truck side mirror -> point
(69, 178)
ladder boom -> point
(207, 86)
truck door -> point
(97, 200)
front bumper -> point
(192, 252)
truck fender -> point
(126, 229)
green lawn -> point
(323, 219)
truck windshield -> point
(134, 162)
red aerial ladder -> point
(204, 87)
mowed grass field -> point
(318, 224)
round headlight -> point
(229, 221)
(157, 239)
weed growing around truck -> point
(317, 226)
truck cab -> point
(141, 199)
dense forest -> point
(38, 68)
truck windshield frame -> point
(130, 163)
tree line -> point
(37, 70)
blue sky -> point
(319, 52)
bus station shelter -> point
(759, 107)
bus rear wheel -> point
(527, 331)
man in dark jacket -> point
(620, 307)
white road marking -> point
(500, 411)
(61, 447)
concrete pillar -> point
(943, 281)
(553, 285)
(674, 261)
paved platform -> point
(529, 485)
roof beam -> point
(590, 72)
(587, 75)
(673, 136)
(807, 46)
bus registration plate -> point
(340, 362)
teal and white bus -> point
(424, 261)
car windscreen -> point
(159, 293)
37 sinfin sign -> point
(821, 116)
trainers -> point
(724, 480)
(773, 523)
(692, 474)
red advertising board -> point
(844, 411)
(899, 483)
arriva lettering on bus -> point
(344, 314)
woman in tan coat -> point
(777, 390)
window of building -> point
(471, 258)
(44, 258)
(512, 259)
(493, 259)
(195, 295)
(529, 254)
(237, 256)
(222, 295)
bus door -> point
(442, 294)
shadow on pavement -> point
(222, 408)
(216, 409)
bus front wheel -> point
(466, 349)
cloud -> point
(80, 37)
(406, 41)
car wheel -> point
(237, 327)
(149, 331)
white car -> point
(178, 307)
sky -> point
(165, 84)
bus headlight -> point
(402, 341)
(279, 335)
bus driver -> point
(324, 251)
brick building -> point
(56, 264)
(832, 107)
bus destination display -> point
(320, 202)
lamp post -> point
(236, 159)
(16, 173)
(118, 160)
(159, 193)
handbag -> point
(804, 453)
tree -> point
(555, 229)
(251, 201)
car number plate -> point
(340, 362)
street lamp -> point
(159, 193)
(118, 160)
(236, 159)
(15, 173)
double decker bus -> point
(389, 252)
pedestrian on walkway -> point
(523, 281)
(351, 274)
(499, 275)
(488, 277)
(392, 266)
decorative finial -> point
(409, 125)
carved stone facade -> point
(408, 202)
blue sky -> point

### Exercise goal
Please reproduce every line of the material word for word.

### Solution
truck side mirror -> point
(69, 178)
ladder boom -> point
(207, 86)
truck door -> point
(97, 200)
front bumper -> point
(192, 252)
truck fender -> point
(126, 229)
green lawn -> point
(323, 219)
truck windshield -> point
(134, 162)
red aerial ladder -> point
(204, 87)
mowed grass field -> point
(318, 224)
round headlight -> point
(229, 221)
(157, 239)
weed growing around truck -> point
(317, 226)
truck cab -> point
(141, 199)
dense forest -> point
(38, 68)
truck windshield frame -> point
(130, 163)
tree line -> point
(37, 70)
blue sky -> point
(319, 52)
bus station shelter -> point
(759, 107)
bus rear wheel -> point
(527, 331)
man in dark jacket -> point
(620, 307)
white road marking -> point
(500, 411)
(61, 447)
concrete pillar -> point
(943, 281)
(553, 285)
(674, 261)
paved platform -> point
(529, 485)
roof beam -> point
(590, 72)
(587, 75)
(673, 136)
(807, 46)
bus registration plate -> point
(340, 362)
teal and white bus -> point
(424, 261)
car windscreen -> point
(159, 293)
37 sinfin sign -> point
(821, 116)
trainers -> point
(724, 480)
(773, 523)
(692, 474)
red advertising board -> point
(844, 411)
(899, 483)
arriva lettering on bus -> point
(344, 314)
woman in tan coat -> point
(777, 390)
window of building -> point
(471, 258)
(44, 258)
(512, 259)
(493, 259)
(195, 295)
(529, 254)
(237, 256)
(222, 295)
bus door -> point
(442, 294)
shadow on pavement -> point
(222, 408)
(216, 409)
bus front wheel -> point
(466, 349)
cloud -> point
(80, 37)
(406, 41)
car wheel -> point
(237, 327)
(149, 331)
white car -> point
(178, 307)
sky -> point
(165, 84)
bus headlight -> point
(402, 341)
(279, 335)
bus driver -> point
(324, 251)
brick building -> point
(56, 264)
(832, 107)
bus destination display -> point
(320, 202)
lamp post -> point
(236, 159)
(16, 173)
(118, 160)
(159, 193)
handbag -> point
(804, 453)
tree -> point
(555, 229)
(251, 201)
car number plate -> point
(340, 362)
street lamp -> point
(159, 193)
(118, 160)
(236, 159)
(15, 173)
double decker bus -> point
(389, 252)
pedestrian on walkway -> point
(523, 281)
(351, 274)
(499, 275)
(488, 277)
(392, 266)
decorative finial -> point
(409, 125)
carved stone facade -> point
(408, 202)
blue sky -> point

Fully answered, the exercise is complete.